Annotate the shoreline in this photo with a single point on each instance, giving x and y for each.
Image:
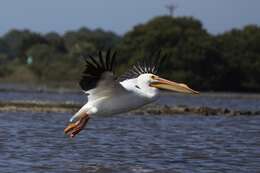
(69, 107)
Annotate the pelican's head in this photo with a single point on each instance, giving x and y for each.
(154, 82)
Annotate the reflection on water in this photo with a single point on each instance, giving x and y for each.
(232, 101)
(34, 142)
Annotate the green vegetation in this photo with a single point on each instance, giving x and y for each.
(224, 62)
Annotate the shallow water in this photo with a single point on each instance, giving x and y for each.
(223, 100)
(34, 142)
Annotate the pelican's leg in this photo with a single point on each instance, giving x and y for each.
(74, 128)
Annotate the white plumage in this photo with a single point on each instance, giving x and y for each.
(107, 96)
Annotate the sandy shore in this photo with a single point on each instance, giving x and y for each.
(18, 106)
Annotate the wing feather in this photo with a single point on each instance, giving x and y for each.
(95, 70)
(148, 66)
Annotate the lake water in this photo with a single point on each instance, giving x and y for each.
(35, 142)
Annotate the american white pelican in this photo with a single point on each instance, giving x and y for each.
(108, 95)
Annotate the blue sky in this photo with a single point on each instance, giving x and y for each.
(121, 15)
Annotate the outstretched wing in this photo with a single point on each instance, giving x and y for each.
(146, 66)
(98, 71)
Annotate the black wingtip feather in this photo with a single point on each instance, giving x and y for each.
(148, 66)
(94, 69)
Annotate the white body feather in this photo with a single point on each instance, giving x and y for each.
(111, 97)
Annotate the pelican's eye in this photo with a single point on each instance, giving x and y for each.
(153, 77)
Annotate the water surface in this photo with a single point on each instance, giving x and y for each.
(34, 142)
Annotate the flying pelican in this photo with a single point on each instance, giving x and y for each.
(109, 95)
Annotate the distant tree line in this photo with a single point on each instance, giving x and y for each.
(226, 62)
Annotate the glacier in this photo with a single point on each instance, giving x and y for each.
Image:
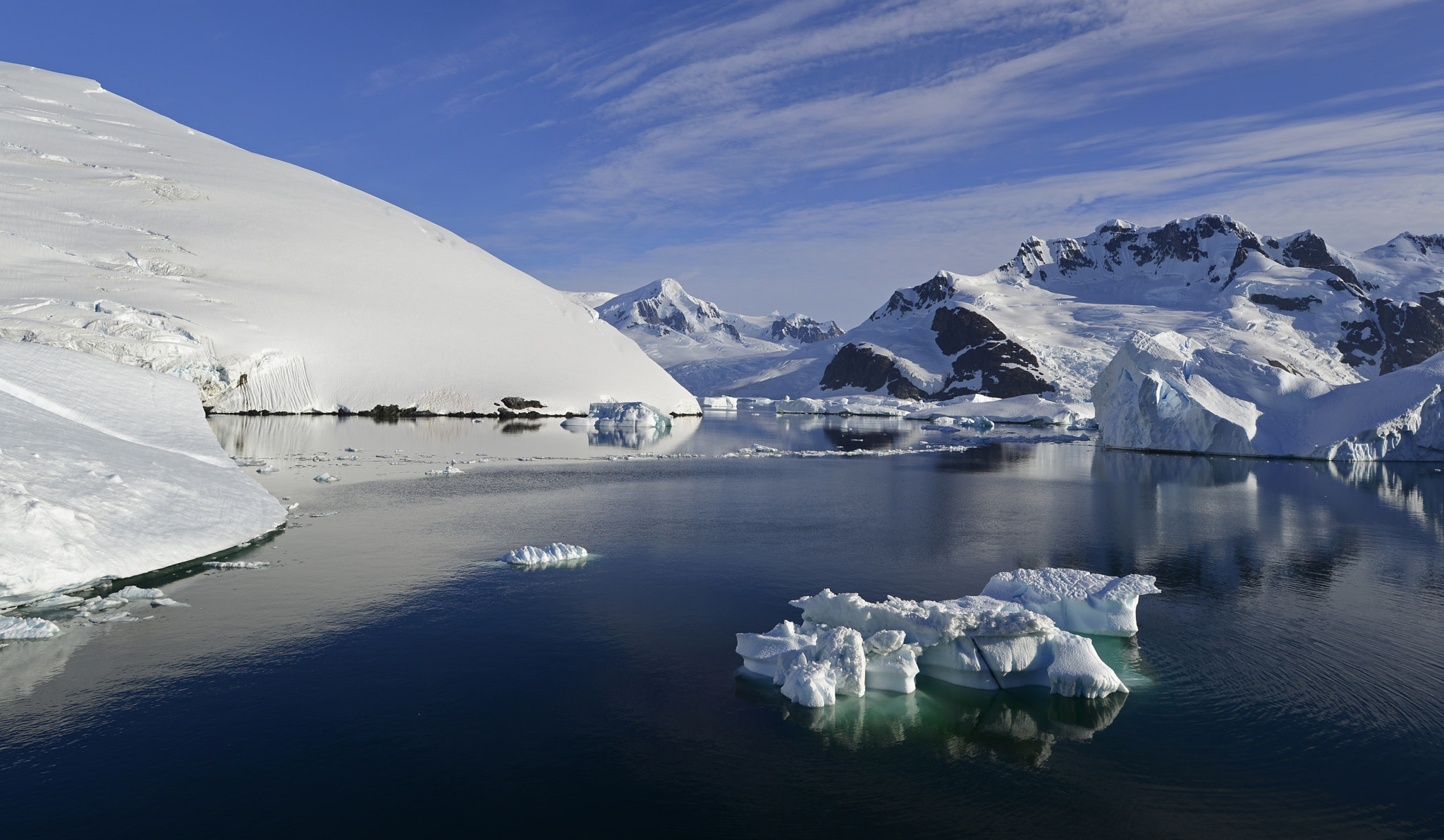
(1023, 631)
(1047, 321)
(272, 288)
(110, 471)
(1175, 393)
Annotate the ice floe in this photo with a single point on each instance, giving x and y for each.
(27, 628)
(847, 646)
(1173, 393)
(533, 556)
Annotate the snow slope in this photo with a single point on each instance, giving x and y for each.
(673, 326)
(109, 471)
(1176, 395)
(1051, 318)
(129, 235)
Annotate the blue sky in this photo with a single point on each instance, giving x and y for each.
(800, 155)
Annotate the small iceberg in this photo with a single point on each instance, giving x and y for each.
(533, 556)
(1023, 631)
(27, 628)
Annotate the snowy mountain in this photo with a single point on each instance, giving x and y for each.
(274, 289)
(1051, 318)
(673, 326)
(110, 471)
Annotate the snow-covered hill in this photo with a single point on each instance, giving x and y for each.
(1051, 318)
(109, 471)
(129, 235)
(673, 326)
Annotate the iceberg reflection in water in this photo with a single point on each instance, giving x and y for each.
(1017, 725)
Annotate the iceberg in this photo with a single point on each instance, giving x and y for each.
(110, 471)
(27, 628)
(621, 414)
(533, 556)
(977, 641)
(1173, 393)
(1080, 603)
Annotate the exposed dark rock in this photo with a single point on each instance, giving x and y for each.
(1284, 304)
(519, 403)
(935, 290)
(1412, 333)
(859, 367)
(1361, 342)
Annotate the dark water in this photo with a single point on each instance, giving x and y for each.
(383, 677)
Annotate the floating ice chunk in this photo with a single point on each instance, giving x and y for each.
(1076, 601)
(27, 628)
(977, 641)
(893, 670)
(137, 593)
(533, 556)
(760, 651)
(843, 648)
(55, 601)
(809, 683)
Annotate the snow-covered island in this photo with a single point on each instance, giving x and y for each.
(110, 471)
(1023, 631)
(267, 286)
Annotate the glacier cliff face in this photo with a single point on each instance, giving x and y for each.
(1171, 393)
(272, 288)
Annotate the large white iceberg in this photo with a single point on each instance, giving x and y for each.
(1171, 393)
(623, 414)
(110, 471)
(533, 556)
(272, 288)
(975, 641)
(1082, 603)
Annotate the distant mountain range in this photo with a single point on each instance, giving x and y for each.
(1050, 319)
(673, 326)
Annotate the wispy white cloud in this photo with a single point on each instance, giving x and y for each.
(1357, 179)
(730, 109)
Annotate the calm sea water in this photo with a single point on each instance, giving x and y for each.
(384, 677)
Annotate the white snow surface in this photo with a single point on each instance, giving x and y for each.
(110, 471)
(673, 326)
(27, 628)
(272, 288)
(1082, 603)
(975, 641)
(533, 556)
(1173, 393)
(1072, 304)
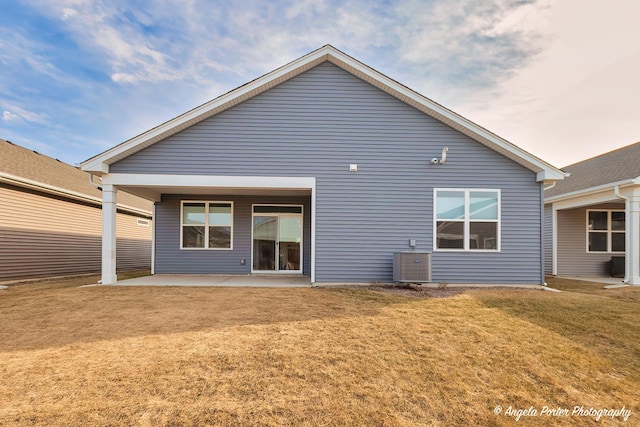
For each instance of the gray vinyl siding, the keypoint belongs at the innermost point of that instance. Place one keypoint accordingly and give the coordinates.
(573, 258)
(317, 124)
(46, 236)
(548, 240)
(171, 259)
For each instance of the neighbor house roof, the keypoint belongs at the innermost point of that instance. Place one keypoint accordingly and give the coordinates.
(100, 164)
(610, 168)
(26, 168)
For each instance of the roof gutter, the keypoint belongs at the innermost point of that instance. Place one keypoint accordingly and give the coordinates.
(58, 191)
(593, 190)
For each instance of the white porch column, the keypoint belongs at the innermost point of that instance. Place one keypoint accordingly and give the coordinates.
(632, 217)
(109, 209)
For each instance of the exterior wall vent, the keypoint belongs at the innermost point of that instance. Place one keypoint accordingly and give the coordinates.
(412, 267)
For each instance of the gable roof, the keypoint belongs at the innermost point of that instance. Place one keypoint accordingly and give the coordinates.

● ● ● ●

Exercise brief
Your reply should hold every line of the material, unaltered, and not one picture.

Task answer
Annotate the shoreline in this photo with a single point on each instance, giving x and y for each.
Image:
(69, 107)
Annotate the pelican's head in this photo with a single point on each instance, giving x and y for each.
(154, 82)
Annotate the reflection on water in this photo with a single point on each instance, giving x and y for each.
(232, 101)
(34, 142)
Annotate the green vegetation in this photo with a single point on each instance, giving x and y for each.
(224, 62)
Annotate the shallow water in this photo with a single point on each instance, giving x and y for each.
(223, 100)
(34, 142)
Annotate the pelican's leg in this photo with a single point on each instance, giving x and y for each.
(74, 128)
Annotate the white plumage in this photo with a single point on each instance, giving x and y for each.
(107, 96)
Annotate the sandy shore in this photo with a single point on each instance, giving x and y for each.
(18, 106)
Annotate the wing feather in this photo with a single point on each instance, giving x and y for each.
(95, 70)
(148, 66)
Annotate the lake water in this photo with a single point on each instance, giving x and y for each.
(35, 142)
Annotate the american white pelican in this photo with a single point on each instance, giving x and y for each.
(108, 95)
Annotate the blue sky in this photo with a single point on each instance, giving x and y for each.
(121, 15)
Annotate the outstretched wing in this photo with a single point on each instance, giving x and y for each.
(146, 66)
(98, 71)
Annotate the black wingtip feather in this photo with a single point on each instance, giving x and y for each.
(148, 66)
(94, 69)
Annotate the white body feather in this photo with a single point on each instance, giving x and y for each.
(111, 97)
Annotate the pelican's eye in this photo with a single point on each instance, giving x and y for each.
(153, 77)
Annotate the water surface in this photo with a single point on each instance, giving x and y for each.
(34, 142)
Annotate the flying pelican in this photo with a single point on each instance, giving x and y for each.
(109, 95)
Annotate the distant tree line in this photo with a single point on each instance, giving x and y for each.
(226, 62)
Annotate the glacier in this photo with a single point on each instance, giving x and y for each.
Image:
(1023, 631)
(1047, 321)
(272, 288)
(110, 471)
(1175, 393)
Annotate the ice floe in this photo with a single point on each instance, giving x and y for each.
(27, 628)
(847, 646)
(1173, 393)
(533, 556)
Annotate the snow slope in this photo with a single point on each instance, giving x and y for each.
(673, 326)
(109, 471)
(1176, 395)
(1051, 318)
(129, 235)
Annotate the blue sky in this photo with a single point on each instance, giving x and y for each.
(800, 155)
Annotate the small iceberg in this photo with a single point on each instance, giving x and y for each.
(533, 556)
(1023, 631)
(27, 628)
Annotate the snowy mountain in this photo with a single point on each instance, giving x and y for each.
(274, 289)
(1051, 318)
(673, 326)
(110, 471)
Annotate the snow-covered hill in this photo with a single point on each instance, giving x and y for each.
(1051, 318)
(109, 471)
(129, 235)
(673, 326)
Annotate the iceberg reflection in water in this photo with a single point on each instance, giving x and y for each.
(1017, 725)
Annotate the iceberg in this photo with a single point on each instance, giving x and y for each.
(110, 471)
(27, 628)
(621, 414)
(533, 556)
(977, 641)
(1173, 393)
(1080, 603)
Annotate the exposed dark rock in this photo with a single point on each instance, giving x and y for each.
(1284, 304)
(519, 403)
(935, 290)
(1412, 333)
(859, 367)
(1361, 342)
Annotate the dark water in this photo with a single point on each instance, giving x and y for each.
(383, 677)
Annotate the floating ice chunk in this photo with a single point on each instance, giving x and y for each.
(1076, 601)
(27, 628)
(977, 641)
(893, 670)
(137, 593)
(533, 556)
(760, 651)
(843, 648)
(55, 601)
(809, 683)
Annotate the snow-covered island in this photo with a single point on each instance, giving x and y for each.
(110, 471)
(1023, 631)
(267, 286)
Annotate the glacier cliff face in this photo with a single point on each instance, giving x and y for each.
(1171, 393)
(272, 288)
Annotate the large white iceberg in this photo with a single point on each instance, giving x and y for each.
(1171, 393)
(623, 414)
(110, 471)
(533, 556)
(272, 288)
(975, 641)
(1082, 603)
Annotate the distant mountain range in this photo with a single point on each instance, giving x and y for each.
(1050, 319)
(673, 326)
Annotate the wispy white cloud in this photo with a single point on each instance, giving x and y for each.
(1357, 179)
(730, 109)
Annotate the calm sea water in this photo with a single point on each instance, giving x and y for each.
(384, 677)
Annotate the white snow surface in this photo with a single point on each instance, giving x and y for each.
(110, 471)
(673, 326)
(27, 628)
(272, 288)
(1082, 603)
(975, 641)
(533, 556)
(1173, 393)
(1072, 304)
For each instance of the gray vinyl siding, the keypoint belongs at the innermost point of that instance. Place one keypoint accordingly and give the coordinates.
(573, 258)
(317, 124)
(46, 236)
(548, 240)
(171, 259)
For each instance of the neighbor house roof, the keypoint belongs at the innermost point of that instance. Place one keypoint accordingly and give the coordinates.
(100, 164)
(610, 168)
(26, 168)
For each instance of the roof gutter, the keypoint belongs at the innermost point of that instance. Place one keypoint accordingly and give the coordinates.
(58, 191)
(593, 190)
For each instance of the white porch column, the keypoint belongs at the innermost point of that instance. Place one keypoint accordingly and give the coordinates.
(632, 217)
(109, 209)
For each instance of the exterior wall vent, the keypoint belongs at the innermost point of that instance. Place one keypoint accordingly and give the coordinates.
(412, 267)
For each instance of the gable roof, the keypoint belongs at the innermost point of that instance. Place one keypoint accordingly and give the coordinates.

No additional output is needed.